* Material provided *
★ ★ ★

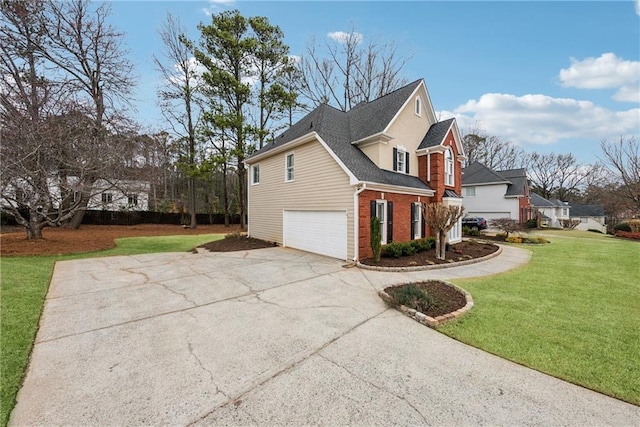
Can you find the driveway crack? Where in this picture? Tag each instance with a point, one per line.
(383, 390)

★ ★ ★

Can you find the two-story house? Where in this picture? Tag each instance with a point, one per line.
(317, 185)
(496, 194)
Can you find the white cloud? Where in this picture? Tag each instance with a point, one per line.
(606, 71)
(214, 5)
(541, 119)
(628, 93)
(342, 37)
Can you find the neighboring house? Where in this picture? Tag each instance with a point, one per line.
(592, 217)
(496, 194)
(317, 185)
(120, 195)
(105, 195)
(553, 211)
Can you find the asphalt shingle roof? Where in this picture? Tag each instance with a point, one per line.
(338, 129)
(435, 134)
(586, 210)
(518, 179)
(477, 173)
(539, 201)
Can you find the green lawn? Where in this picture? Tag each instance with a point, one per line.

★ ★ ★

* Problem to solve *
Print the material again without change, beginning at the line that contains "Can you find the white" and stopping after the line that contains "Can you find the green".

* Solution to this problem *
Can you find the white cloud? Where in this picture? Tag each instance with a point, one per line.
(606, 71)
(214, 5)
(541, 119)
(628, 93)
(342, 37)
Can you find the neighboring house? Where in this picture? Tag each instance with a point, one per line.
(592, 217)
(496, 194)
(317, 185)
(120, 195)
(105, 195)
(553, 211)
Can you find the asphalt shingle roof? Where in this picture? Tag each instance with a point, one per line.
(338, 129)
(435, 134)
(586, 210)
(518, 179)
(477, 173)
(539, 201)
Can you find the green lawn? Where in this picture? Tag each instance with a point, one per line.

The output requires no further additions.